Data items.

━━━━━━

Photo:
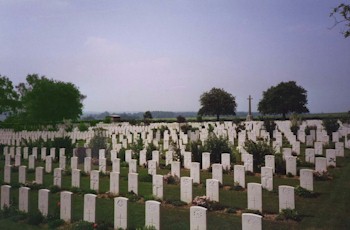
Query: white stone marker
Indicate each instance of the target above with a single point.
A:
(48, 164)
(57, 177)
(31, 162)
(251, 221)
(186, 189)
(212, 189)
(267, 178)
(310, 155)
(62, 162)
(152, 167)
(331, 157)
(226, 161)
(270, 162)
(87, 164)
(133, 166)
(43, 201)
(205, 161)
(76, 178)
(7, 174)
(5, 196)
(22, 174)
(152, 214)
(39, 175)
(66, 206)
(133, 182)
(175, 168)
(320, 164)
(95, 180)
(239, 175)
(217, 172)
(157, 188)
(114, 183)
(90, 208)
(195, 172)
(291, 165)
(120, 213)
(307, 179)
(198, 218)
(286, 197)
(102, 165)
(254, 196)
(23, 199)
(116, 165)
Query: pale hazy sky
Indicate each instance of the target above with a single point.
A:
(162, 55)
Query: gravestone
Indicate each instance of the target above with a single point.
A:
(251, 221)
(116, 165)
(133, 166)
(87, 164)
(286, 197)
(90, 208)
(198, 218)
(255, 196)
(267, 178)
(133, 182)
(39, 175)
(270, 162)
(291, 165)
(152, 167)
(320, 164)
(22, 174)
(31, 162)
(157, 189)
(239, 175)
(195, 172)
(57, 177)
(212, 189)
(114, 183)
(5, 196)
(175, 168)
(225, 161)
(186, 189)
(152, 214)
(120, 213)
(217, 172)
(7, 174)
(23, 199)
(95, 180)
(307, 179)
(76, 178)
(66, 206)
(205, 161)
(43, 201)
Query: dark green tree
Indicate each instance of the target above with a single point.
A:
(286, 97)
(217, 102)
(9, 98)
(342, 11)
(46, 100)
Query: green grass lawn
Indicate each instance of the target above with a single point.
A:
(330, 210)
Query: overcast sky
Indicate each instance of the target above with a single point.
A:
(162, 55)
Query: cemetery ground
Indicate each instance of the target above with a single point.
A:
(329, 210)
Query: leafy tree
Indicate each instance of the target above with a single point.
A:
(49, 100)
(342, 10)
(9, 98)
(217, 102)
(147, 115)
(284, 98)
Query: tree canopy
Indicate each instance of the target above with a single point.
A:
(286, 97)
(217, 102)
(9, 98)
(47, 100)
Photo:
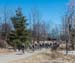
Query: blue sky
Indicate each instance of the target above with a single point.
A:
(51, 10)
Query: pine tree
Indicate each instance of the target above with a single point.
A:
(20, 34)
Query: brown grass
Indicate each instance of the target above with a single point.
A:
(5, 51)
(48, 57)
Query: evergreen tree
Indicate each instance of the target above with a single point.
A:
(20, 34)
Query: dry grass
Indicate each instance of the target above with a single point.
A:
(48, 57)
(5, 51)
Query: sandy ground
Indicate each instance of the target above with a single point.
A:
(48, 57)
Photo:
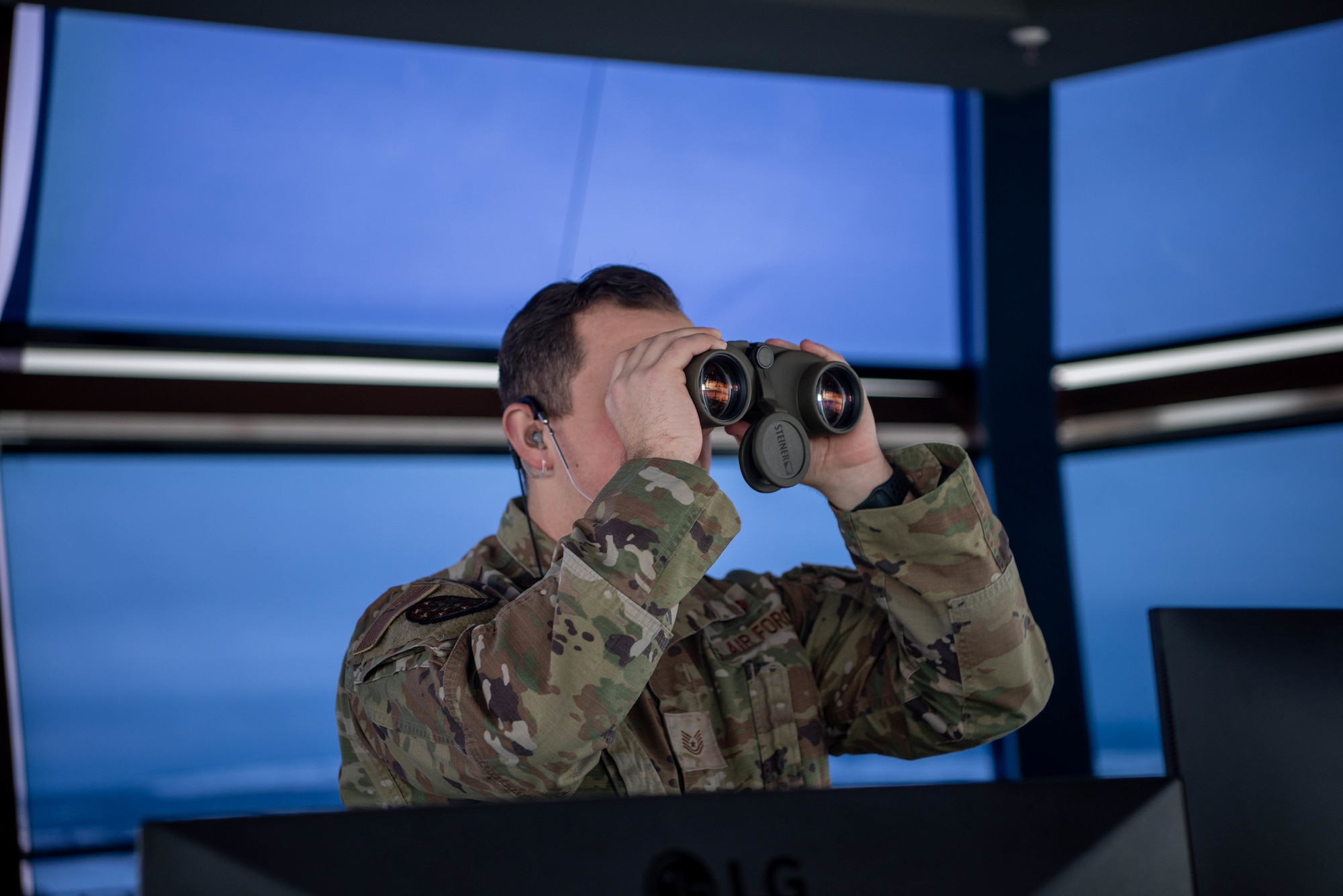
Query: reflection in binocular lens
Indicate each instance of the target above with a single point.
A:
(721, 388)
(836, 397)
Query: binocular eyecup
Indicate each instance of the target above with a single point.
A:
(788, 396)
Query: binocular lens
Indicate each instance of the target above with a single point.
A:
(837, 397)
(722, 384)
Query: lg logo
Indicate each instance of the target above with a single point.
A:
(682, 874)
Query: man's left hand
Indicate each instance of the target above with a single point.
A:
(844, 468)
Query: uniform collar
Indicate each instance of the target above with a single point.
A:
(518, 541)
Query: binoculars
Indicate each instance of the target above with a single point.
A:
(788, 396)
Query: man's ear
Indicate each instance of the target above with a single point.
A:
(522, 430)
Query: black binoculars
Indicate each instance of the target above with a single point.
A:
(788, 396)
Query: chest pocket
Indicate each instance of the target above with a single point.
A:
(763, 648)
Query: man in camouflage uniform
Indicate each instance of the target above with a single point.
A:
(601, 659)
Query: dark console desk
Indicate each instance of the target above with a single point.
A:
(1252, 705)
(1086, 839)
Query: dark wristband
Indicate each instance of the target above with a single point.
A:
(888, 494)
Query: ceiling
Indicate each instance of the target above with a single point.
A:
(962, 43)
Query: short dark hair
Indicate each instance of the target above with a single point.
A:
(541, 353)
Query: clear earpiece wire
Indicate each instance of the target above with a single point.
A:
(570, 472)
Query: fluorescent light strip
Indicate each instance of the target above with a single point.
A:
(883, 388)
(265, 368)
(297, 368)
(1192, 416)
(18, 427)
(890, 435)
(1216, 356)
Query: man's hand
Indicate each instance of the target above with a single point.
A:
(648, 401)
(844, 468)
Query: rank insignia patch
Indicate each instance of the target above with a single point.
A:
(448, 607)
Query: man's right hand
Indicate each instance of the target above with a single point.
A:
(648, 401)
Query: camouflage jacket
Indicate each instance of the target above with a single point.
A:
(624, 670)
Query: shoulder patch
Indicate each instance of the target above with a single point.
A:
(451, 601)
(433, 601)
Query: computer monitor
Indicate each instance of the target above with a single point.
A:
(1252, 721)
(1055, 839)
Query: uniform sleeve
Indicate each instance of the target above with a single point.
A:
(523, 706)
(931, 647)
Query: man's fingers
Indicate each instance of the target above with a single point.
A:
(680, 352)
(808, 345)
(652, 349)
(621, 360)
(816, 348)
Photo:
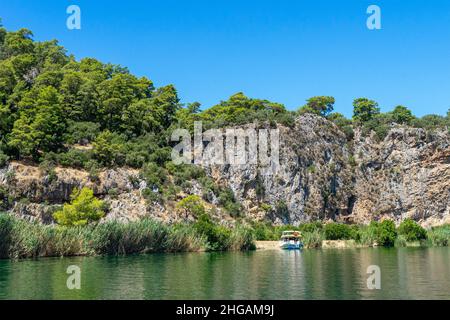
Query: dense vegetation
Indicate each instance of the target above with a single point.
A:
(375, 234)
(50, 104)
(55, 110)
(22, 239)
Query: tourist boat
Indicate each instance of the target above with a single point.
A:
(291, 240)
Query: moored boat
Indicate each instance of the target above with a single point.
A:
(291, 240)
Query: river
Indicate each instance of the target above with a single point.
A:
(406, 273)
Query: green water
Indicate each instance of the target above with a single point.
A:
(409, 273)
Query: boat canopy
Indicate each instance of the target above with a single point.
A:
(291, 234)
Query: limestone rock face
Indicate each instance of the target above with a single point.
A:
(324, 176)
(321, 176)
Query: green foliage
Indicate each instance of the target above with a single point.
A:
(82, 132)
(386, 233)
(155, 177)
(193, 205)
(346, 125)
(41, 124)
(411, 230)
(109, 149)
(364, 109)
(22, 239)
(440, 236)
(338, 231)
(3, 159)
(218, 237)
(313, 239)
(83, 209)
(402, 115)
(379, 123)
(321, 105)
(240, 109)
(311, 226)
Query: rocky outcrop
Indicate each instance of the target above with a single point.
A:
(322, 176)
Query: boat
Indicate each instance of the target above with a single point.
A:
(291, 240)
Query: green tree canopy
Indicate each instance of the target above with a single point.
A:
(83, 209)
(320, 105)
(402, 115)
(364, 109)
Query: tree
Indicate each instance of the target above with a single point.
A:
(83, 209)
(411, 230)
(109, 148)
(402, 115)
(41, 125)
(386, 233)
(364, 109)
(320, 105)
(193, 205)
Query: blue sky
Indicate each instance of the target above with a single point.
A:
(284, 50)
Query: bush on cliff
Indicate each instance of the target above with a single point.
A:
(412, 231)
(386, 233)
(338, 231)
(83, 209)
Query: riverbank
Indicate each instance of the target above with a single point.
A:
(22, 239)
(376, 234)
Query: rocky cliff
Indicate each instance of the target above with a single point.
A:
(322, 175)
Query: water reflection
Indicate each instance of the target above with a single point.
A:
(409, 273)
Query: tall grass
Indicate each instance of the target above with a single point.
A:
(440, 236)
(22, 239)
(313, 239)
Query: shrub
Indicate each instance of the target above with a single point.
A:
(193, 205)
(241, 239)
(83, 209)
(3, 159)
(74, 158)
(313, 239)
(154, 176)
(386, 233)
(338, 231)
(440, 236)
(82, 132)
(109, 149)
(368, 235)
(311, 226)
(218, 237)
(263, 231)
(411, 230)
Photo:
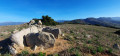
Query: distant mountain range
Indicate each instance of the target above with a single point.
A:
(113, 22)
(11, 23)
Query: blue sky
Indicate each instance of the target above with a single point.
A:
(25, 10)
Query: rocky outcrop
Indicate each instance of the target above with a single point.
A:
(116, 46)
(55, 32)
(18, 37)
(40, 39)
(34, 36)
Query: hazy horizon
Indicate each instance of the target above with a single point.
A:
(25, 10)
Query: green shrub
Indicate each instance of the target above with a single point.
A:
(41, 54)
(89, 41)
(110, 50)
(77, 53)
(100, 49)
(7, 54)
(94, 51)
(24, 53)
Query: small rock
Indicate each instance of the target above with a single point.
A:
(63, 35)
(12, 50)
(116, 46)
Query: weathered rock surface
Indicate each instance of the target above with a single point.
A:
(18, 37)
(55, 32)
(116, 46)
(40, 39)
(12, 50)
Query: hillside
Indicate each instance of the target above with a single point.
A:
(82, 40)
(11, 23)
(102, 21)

━━━━━━

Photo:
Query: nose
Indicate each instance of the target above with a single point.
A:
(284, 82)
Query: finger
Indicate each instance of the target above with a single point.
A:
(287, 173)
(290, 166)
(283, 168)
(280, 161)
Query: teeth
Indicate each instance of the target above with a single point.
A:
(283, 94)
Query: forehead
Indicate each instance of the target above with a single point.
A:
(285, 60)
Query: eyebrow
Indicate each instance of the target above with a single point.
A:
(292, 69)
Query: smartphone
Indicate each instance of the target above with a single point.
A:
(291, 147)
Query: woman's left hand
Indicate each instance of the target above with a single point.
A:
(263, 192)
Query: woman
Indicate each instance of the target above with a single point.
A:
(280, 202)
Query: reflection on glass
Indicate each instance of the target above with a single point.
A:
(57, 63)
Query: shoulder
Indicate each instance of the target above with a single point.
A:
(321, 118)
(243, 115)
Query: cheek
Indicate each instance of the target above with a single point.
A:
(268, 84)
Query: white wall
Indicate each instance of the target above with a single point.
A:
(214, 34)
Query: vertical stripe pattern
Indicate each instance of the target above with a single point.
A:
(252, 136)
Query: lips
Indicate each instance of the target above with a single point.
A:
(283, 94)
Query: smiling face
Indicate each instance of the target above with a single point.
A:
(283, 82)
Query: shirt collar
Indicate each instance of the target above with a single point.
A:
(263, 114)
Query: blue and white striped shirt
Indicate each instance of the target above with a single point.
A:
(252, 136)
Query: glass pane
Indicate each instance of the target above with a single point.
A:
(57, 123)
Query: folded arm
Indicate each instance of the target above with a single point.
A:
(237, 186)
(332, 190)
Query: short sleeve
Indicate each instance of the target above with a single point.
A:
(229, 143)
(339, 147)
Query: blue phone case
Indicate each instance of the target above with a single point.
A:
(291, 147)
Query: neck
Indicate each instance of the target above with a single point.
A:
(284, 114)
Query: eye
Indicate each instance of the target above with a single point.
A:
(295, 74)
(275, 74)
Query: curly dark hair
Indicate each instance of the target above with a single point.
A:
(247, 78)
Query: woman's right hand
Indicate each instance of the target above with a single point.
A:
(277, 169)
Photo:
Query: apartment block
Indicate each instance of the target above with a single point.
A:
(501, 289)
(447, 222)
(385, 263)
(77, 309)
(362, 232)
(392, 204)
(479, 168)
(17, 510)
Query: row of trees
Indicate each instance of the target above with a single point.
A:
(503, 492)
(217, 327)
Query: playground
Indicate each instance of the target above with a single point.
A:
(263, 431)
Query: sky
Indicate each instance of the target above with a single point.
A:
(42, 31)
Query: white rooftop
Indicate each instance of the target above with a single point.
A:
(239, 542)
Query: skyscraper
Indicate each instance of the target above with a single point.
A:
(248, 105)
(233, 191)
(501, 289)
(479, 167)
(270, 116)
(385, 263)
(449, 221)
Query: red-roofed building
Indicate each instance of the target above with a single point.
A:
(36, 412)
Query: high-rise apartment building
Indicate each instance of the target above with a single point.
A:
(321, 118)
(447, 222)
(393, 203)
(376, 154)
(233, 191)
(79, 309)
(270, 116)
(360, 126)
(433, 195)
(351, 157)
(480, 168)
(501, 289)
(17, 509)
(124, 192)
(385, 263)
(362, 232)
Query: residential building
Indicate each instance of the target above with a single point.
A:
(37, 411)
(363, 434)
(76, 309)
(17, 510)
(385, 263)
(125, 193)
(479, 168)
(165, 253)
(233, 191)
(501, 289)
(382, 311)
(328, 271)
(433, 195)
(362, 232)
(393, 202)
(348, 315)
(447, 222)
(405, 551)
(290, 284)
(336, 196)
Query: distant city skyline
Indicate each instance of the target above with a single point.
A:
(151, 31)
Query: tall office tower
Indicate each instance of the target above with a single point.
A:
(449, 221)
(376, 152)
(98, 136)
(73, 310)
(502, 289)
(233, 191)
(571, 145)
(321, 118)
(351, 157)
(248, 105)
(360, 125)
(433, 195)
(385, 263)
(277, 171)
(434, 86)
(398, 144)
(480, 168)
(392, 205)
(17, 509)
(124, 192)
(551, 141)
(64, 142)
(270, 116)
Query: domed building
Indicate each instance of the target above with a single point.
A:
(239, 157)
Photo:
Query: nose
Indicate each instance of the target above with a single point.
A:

━━━━━━

Task. Set down, exactly as they stand above, the lines starting with the line with "Query: folded arm" and going on through the line with "Query: white rooftop", and no others.

Answer section.
Query: folded arm
Indicate each instance of the target above with a single point.
A:
(237, 186)
(332, 190)
Query: short sleeve
Indicate each instance of the target above with a single point.
A:
(229, 143)
(339, 147)
Query: blue phone case
Indicate each instance of the target above with a single point.
A:
(291, 147)
Query: neck
Indicate each instance of the target above with a single point.
A:
(284, 114)
Query: eye
Indicate each instance of the target above with a single point.
A:
(295, 74)
(275, 74)
Query: curly dark hair
Indicate each instance of the target above with a single point.
A:
(247, 78)
Query: woman's right hand
Indicate each instance of the target above with a single point.
A:
(277, 169)
Photo:
Query: apartment block
Indicate each instance of the target above with a single point.
A:
(501, 289)
(447, 222)
(385, 263)
(77, 309)
(362, 232)
(392, 204)
(479, 168)
(17, 510)
Query: row of trees
Indicate each instance of the target above with a single point.
A:
(503, 492)
(217, 327)
Query: playground
Indicate each instance of the target above with a single point.
A:
(263, 431)
Query: sky
Indicate each instance of the target above with a single point.
A:
(42, 31)
Query: white rooftop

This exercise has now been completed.